### YOUR ASSIGNMENT
Your task is to print all of the data word for word.

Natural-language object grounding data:
★ ★ ★ ★ ★ ★ ★
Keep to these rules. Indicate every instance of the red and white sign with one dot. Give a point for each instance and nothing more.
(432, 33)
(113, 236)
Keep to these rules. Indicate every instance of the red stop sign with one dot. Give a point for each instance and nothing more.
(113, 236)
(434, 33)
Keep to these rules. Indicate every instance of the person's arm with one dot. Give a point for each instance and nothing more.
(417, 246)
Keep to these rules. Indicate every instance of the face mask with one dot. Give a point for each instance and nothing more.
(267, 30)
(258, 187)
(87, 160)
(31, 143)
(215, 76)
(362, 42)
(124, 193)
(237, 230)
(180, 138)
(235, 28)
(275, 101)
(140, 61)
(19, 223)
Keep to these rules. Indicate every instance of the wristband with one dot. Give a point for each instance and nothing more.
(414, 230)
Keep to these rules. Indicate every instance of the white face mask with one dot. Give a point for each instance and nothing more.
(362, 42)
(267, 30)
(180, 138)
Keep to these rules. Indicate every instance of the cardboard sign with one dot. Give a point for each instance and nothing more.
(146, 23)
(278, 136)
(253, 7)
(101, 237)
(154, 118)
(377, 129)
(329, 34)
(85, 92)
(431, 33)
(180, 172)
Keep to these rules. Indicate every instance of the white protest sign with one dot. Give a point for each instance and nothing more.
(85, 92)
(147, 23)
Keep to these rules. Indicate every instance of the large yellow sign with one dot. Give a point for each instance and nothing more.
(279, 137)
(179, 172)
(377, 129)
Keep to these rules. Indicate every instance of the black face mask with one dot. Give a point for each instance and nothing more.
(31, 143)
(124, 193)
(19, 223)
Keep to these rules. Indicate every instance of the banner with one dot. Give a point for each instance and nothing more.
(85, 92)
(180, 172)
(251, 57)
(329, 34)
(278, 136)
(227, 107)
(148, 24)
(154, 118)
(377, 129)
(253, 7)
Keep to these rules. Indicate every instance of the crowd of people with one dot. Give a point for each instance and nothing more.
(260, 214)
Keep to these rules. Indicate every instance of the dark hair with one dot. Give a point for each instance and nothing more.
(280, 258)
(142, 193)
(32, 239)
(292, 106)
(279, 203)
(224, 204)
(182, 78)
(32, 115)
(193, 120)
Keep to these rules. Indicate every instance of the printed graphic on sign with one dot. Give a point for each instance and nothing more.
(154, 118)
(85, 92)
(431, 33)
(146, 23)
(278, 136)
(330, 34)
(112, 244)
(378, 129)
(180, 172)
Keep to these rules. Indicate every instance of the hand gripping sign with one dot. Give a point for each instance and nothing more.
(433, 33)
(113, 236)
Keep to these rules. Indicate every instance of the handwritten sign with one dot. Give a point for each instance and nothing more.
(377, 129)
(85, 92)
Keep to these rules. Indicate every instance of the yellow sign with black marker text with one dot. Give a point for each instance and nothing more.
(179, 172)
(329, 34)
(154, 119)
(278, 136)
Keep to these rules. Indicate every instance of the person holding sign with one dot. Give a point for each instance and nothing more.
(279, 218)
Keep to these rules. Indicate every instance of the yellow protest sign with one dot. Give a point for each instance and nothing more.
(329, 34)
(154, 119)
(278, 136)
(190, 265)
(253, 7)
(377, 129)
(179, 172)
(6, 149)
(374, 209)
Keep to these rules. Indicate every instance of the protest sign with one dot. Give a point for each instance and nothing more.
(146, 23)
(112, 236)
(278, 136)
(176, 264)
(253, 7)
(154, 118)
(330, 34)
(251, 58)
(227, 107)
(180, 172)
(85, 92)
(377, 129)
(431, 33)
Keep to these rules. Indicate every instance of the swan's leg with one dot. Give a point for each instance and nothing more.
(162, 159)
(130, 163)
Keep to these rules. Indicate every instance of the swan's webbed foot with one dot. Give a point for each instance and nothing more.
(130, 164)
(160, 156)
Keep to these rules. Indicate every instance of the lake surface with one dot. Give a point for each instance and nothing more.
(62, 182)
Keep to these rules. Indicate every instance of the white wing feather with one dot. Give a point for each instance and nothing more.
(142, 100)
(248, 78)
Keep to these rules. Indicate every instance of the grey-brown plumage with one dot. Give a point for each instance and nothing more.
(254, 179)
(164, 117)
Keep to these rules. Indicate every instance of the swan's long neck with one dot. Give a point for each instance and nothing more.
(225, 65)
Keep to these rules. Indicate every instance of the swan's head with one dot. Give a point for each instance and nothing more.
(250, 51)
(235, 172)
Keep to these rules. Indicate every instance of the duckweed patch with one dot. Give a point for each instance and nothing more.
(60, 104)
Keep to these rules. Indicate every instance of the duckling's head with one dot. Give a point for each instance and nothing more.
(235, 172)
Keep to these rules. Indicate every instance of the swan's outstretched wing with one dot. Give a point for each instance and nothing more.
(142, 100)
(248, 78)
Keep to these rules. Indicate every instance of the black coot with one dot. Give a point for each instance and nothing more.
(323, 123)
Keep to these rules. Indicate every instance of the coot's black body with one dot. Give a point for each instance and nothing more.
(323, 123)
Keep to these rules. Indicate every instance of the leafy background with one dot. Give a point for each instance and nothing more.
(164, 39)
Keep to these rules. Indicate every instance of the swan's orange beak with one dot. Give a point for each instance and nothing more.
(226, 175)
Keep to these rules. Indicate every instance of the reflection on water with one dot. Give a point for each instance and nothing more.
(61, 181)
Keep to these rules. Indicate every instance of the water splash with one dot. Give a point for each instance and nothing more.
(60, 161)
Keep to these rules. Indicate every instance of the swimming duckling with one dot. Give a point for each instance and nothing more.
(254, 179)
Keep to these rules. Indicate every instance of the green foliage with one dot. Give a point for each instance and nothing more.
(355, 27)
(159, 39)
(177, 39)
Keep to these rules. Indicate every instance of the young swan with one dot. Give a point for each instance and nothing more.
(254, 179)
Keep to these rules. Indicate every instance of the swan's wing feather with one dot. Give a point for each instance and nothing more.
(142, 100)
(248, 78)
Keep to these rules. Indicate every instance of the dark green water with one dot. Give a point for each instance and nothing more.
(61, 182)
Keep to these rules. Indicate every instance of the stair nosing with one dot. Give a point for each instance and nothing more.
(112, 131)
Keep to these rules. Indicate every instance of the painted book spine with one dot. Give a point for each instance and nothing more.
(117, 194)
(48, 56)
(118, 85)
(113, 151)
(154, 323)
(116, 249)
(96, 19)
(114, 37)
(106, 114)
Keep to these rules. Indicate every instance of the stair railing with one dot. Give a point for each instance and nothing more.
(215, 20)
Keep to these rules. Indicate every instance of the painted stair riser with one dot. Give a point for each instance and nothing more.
★ ★ ★ ★ ★ ★ ★
### EXERCISE OUTPUT
Keep to these rules. Indicate every instance of the red and white sign with one dot. Give a point for each instance and nothing more.
(432, 33)
(113, 236)
Keep to these rules. Indicate every instance of the red stop sign with one dot. Give a point for each instance and nothing more.
(113, 236)
(434, 33)
Keep to these rules. Indicate every instance of the person's arm with one dot. Give a point for each instance and nothing more.
(417, 246)
Keep to these rules. Indicate every instance of the face mask with one dot. Give a point for each instance and nothing more.
(267, 30)
(258, 187)
(87, 160)
(31, 143)
(215, 76)
(362, 42)
(124, 193)
(237, 230)
(180, 138)
(235, 28)
(275, 101)
(140, 61)
(19, 223)
Keep to these rules. Indicate every instance of the wristband with one dot. Give a point for each instance and nothing more.
(414, 230)
Keep to these rules. Indicate every instance of the white face mask with one dot. Give a point for each instance and nothing more.
(362, 42)
(267, 30)
(180, 138)
Keep to these rules. Indicate every instance of the cardboard sign with one dot. Give a point for each instance and nothing more.
(146, 23)
(278, 136)
(253, 7)
(101, 237)
(154, 118)
(377, 129)
(329, 34)
(85, 92)
(431, 33)
(180, 172)
Keep to these rules. Indicate every instance of the white protest sign with one dot. Give a point for each instance and nothing more.
(85, 92)
(147, 23)
Keep to these rules. Indicate every instance of the large yellow sign with one dot. Give a point for each instance and nothing more.
(279, 137)
(179, 172)
(377, 129)
Keep to these rules. Indicate every instance of the black face mask with one dot. Give a point for each instance and nothing more.
(31, 143)
(124, 193)
(19, 223)
Keep to these rules. Indicate every instance of the banner with one dot. Give a point for each instance and nothing more.
(85, 92)
(180, 172)
(251, 57)
(329, 34)
(278, 136)
(227, 107)
(148, 24)
(154, 118)
(377, 129)
(253, 7)
Keep to these rules. Indicate every instance of the crowd of people with one dot. Give a point for each instance and nothing more.
(260, 214)
Keep to these rules. Indicate every instance of the dark hair with one dot. Give a point for each instance and nothing more.
(280, 258)
(142, 193)
(32, 239)
(292, 106)
(279, 203)
(224, 204)
(182, 78)
(32, 115)
(193, 120)
Keep to these rules. Indicate every instance of the printed graphic on sign with one dot. Give a point for each instance and nothing more.
(154, 118)
(85, 92)
(431, 33)
(146, 23)
(278, 136)
(330, 34)
(112, 244)
(378, 129)
(180, 172)
Keep to these rules. Indicate every instance of the hand gripping sign with one dot. Give a point for each instance and nothing more.
(433, 33)
(113, 236)
Keep to these rules. Indicate every instance of the handwritten sign with one dot. Give a point for each instance and nothing more.
(377, 129)
(85, 92)
Keep to these rules. Indicate every instance of the yellow sign with black marker text with one dot. Give a point for each instance and nothing more.
(179, 172)
(329, 34)
(154, 119)
(278, 136)
Keep to these rules. Indicate every instance of the person holding sign with one dot. Give a point for each instance and nothing more.
(279, 218)
Keep to these rules. Indicate every instance of the yellow protest sign with one dot. Give a point for each instance and nothing more.
(329, 34)
(154, 119)
(278, 136)
(190, 265)
(253, 7)
(377, 129)
(179, 172)
(6, 149)
(374, 209)
Keep to these rules. Indicate every instance of the protest sign with one dot. Give a point for each instance and nothing more.
(146, 23)
(112, 236)
(278, 136)
(176, 264)
(253, 7)
(154, 118)
(330, 34)
(251, 58)
(227, 107)
(180, 172)
(85, 92)
(377, 129)
(431, 33)
Keep to these rules. Indicate every instance of the swan's leg with one dot. Give a point for each instance and nothing more.
(162, 159)
(130, 163)
Keep to these rules. Indicate every instance of the swan's webbed foot with one dot. Give a point for each instance and nothing more.
(130, 164)
(160, 156)
Keep to these rules. Indicate every instance of the lake surface with one dot. Give a point for each instance and nothing more.
(62, 182)
Keep to these rules. Indicate every instance of the white wing feather with one dot. Give a point for each instance and nothing more.
(142, 100)
(248, 78)
Keep to these rules. Indicate every instance of the grey-brown plumage with one dot. Give a point for each instance and nothing more.
(254, 179)
(164, 117)
Keep to these rules. Indicate every instance of the swan's long neck with one dot. Give a point for each instance and nothing more.
(225, 65)
Keep to these rules. Indicate every instance of the swan's head with one dot. Give a point for each instance and nothing more.
(250, 51)
(235, 172)
Keep to these rules. Indicate every instance of the duckweed patch with one dot. Give a point for each instance and nothing more.
(60, 104)
Keep to these rules. Indicate every instance of the duckling's head with one dot. Give a point for each instance and nothing more.
(235, 172)
Keep to these rules. Indicate every instance of the swan's outstretched wing with one dot. Give a point for each instance and nothing more.
(142, 100)
(248, 78)
Keep to these rules. Indicate every instance of the black coot with one dot. Give a point for each instance and nothing more.
(323, 123)
Keep to these rules. Indicate every instance of the coot's black body with one dot. Give a point for each instance and nothing more.
(323, 123)
Keep to these rules. Indicate every instance of the leafy background with one dot. Give a point for each instance and nothing more.
(164, 39)
Keep to these rules. Indicate every instance of the swan's orange beak with one dot. Give a point for each instance and nothing more.
(226, 175)
Keep to these rules. Indicate every instance of the reflection on water with one dot. Give a point for each instance and nothing more.
(61, 181)
Keep to these rules. Indicate every instance of the water splash with one dot. Give a point for each instance and nothing more.
(60, 161)
Keep to these rules. Indicate every instance of the swimming duckling with one dot. Give a point for each instance and nothing more.
(254, 179)
Keep to these rules. Indicate every instance of the green foliage with one dot. Give a point for each instance and nothing more.
(355, 27)
(159, 39)
(177, 39)
Keep to these rules. Indicate every instance of the young swan with one dot. Give a point for each instance and nothing more.
(254, 179)
Keep to these rules. Indicate every instance of the swan's wing feather with one dot. Give a point for each instance and nothing more.
(142, 100)
(248, 78)
Keep to these rules. Indicate every instance of the dark green water with one dot. Give a point for each instance and nothing more.
(61, 182)
Keep to these rules. Indicate every instance of the stair nosing with one dot. Give a point for each instance and nothing more.
(112, 131)
Keep to these rules. Indicate every instance of the painted book spine with one dot. Give a point for each instance and nothing more.
(117, 194)
(48, 56)
(118, 85)
(113, 151)
(154, 323)
(116, 249)
(96, 19)
(114, 37)
(106, 114)
Keep to these rules. Indicate every instance of the stair railing with one dot. Give a point for each instance and nothing more.
(215, 20)
Keep to these rules. Indicate every instance of the painted stair riser with one dot. Give a point for each instance and nothing more.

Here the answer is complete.